▶ **To be done**: Write the listing out again, all of it, word for word.

###

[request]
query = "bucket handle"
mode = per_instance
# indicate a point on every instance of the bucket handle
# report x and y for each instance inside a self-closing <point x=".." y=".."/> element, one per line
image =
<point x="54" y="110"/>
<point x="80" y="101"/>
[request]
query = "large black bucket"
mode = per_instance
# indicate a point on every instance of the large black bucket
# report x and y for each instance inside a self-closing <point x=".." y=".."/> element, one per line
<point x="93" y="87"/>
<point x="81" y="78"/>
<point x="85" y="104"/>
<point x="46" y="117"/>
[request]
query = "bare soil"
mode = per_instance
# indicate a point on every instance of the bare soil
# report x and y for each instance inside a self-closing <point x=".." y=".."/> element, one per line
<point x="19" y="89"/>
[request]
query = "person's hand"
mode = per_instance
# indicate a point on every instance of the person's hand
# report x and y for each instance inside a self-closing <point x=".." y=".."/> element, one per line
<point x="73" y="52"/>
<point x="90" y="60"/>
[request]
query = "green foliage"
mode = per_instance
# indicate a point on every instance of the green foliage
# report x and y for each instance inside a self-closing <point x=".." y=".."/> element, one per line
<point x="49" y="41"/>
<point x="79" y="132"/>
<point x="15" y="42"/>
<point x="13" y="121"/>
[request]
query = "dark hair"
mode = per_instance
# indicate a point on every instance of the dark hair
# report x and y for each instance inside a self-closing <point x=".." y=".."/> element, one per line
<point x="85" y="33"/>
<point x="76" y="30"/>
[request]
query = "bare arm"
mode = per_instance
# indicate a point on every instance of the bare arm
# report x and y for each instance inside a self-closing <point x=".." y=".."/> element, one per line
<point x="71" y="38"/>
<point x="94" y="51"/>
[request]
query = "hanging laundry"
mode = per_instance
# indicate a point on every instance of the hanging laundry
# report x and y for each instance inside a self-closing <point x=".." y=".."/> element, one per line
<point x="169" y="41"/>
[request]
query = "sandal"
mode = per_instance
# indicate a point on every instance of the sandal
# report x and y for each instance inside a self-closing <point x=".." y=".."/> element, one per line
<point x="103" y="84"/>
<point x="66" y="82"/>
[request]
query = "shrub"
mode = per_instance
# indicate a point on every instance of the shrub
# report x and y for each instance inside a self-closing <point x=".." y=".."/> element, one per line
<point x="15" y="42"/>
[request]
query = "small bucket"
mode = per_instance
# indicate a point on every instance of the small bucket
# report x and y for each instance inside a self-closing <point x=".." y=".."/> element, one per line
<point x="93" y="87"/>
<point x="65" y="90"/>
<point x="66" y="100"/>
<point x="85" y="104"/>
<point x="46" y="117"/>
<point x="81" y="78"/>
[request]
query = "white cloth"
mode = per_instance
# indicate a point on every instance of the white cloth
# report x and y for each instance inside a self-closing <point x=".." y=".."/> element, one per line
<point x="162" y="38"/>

###

▶ **Written answer**:
[request]
query = "bucket handle"
mode = per_instance
# indicate a point on every instance of the bucket handle
# report x and y for each instance inside a self-closing <point x=".." y=".."/> element, one per line
image =
<point x="54" y="110"/>
<point x="80" y="101"/>
[request]
query = "large black bucket"
mode = per_instance
# indicate a point on every instance of the large black bucket
# report x and y for each instance inside a self-closing <point x=".." y=".."/> element, one per line
<point x="93" y="87"/>
<point x="81" y="78"/>
<point x="85" y="104"/>
<point x="46" y="117"/>
[request]
query = "bare soil"
mode = per_instance
# indicate a point on every instance of the bare soil
# report x and y for each instance inside a self-closing <point x=".." y=".."/> element, one per line
<point x="19" y="89"/>
[request]
query = "person's hand"
mode = per_instance
# indicate a point on every instance of the person's hand
# report x and y for each instance inside a self-closing <point x=".." y=".."/> element, one per line
<point x="73" y="52"/>
<point x="90" y="60"/>
[request]
query = "green foliage"
mode = per_instance
# indicate a point on every instance of the green foliage
# report x and y for each instance inside a self-closing <point x=".." y=".."/> element, one per line
<point x="49" y="41"/>
<point x="79" y="132"/>
<point x="15" y="42"/>
<point x="13" y="121"/>
[request]
query = "dark hair"
mode = per_instance
# indicate a point on every instance of the dark hair
# report x and y for each instance inside a self-closing <point x=".." y=".."/> element, one per line
<point x="85" y="33"/>
<point x="76" y="30"/>
[request]
query = "bare arm"
mode = per_instance
# indicate a point on every instance of the bare arm
# report x and y for each instance inside a self-closing <point x=".." y=".."/> element, one per line
<point x="71" y="38"/>
<point x="94" y="51"/>
[request]
query = "hanging laundry"
mode = per_instance
# indicate a point on every instance of the hanging laundry
# report x and y for each instance inside a self-closing <point x=".." y=".."/> element, one per line
<point x="169" y="41"/>
[request]
query = "sandal"
mode = per_instance
# indicate a point on every instance of the sandal
# report x and y for each instance inside a self-closing <point x=".." y=".."/> element, one per line
<point x="103" y="84"/>
<point x="66" y="82"/>
[request]
query = "shrub"
mode = per_instance
# indicate a point on every instance of the shrub
# report x and y for each instance inside a self-closing <point x=".." y=".."/> element, one per line
<point x="15" y="42"/>
[request]
query = "small bucket"
mode = per_instance
# indicate a point on every instance of the small bucket
# report x and y for each instance inside a self-closing <point x=".." y=".."/> element, one per line
<point x="93" y="87"/>
<point x="65" y="90"/>
<point x="66" y="100"/>
<point x="85" y="104"/>
<point x="46" y="117"/>
<point x="81" y="78"/>
[request]
query = "white cloth"
mode = per_instance
# indicate a point on every instance of the white cloth
# report x and y for each instance inside a self-closing <point x=".." y=".."/> element, one per line
<point x="162" y="38"/>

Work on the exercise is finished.